(WRITTEN INSTRUCTION 1)
Answer these questions using the passage about Ozment, marking each answer with its letter:
(a) What kind of ritual was Ozment watching in the church across the street?
(b) Where did Ozment give her talk?
(c) In what faith was Ozment raised?

#### TEXT

She was watching a Greek Orthodox ritual in the church across the street from where she and her family lived, when her son asked, “Why don’t we do that?”

“I said, ‘Because we’re not Greek Orthodox,’ ” said Ozment, a journalist and author of Grace Without God: The Search for Meaning, Purpose, and Belonging in a Secular Age. “My son asked, ‘Well what are we?’ And I blurted out without thinking: ‘We’re nothing.’ ”

At 2 p.m. Thursday, August 8 in the Hall of Philosophy, Ozment discussed “Grace without God,” part of Week Seven’s interfaith lecture series, “Grace: A Celebration of Extraordinary Gifts.”

Ozment, who was raised Presbyterian, said she and her husband assumed they’d find the answers to life’s questions outside of organized religion.

“(But) when I said that, I felt like I’d really failed my son,” she said. “Not just because I hadn’t given him a clear sense of identity and belonging, but also as a writer, because I didn’t have the words for what we were doing and how we were living, and the values we were trying to impart. I felt like I had really shirked my responsibility.”

########

(WRITTEN INSTRUCTION 2) Write out, as a numbered list without blank lines, the part of the rows that opens with the line containing "Labeling guideline: look at the image above and mark any white" and closes with the last line of the rows.

#### LISTING

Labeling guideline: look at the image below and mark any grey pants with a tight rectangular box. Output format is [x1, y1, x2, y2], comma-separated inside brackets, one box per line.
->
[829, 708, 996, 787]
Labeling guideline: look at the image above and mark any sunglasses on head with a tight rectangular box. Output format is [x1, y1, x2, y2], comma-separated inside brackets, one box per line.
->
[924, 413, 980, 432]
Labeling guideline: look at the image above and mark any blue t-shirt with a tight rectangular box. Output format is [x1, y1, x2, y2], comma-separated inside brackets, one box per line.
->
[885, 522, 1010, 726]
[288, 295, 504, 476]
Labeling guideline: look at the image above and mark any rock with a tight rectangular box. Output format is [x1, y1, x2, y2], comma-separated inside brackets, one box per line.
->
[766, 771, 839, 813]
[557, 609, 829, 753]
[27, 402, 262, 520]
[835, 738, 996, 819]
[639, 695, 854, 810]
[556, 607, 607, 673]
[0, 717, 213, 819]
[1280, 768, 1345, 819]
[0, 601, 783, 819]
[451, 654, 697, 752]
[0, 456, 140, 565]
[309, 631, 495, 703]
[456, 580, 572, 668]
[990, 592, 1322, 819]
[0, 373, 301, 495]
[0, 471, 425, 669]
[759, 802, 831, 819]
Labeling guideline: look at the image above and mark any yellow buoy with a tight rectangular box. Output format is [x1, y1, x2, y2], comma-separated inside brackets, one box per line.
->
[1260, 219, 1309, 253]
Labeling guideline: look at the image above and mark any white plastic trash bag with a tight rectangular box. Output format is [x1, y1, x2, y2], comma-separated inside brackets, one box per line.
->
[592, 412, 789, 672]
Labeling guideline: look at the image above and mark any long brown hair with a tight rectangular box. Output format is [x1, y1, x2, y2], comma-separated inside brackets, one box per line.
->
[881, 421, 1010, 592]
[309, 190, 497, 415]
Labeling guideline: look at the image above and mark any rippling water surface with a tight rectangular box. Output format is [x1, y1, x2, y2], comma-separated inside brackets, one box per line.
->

########

(EXERCISE OUTPUT 1)
(a) A Greek Orthodox ritual
(b) The Hall of Philosophy
(c) Presbyterian

(EXERCISE OUTPUT 2)
1. Labeling guideline: look at the image above and mark any white plastic trash bag with a tight rectangular box. Output format is [x1, y1, x2, y2], comma-separated inside brackets, one box per line.
2. ->
3. [592, 412, 789, 672]
4. Labeling guideline: look at the image above and mark any long brown hair with a tight rectangular box. Output format is [x1, y1, x2, y2], comma-separated inside brackets, one box per line.
5. ->
6. [881, 421, 1010, 592]
7. [309, 190, 497, 415]
8. Labeling guideline: look at the image above and mark any rippling water surface with a tight rectangular box. Output format is [x1, y1, x2, y2], comma-separated inside brackets, one box per line.
9. ->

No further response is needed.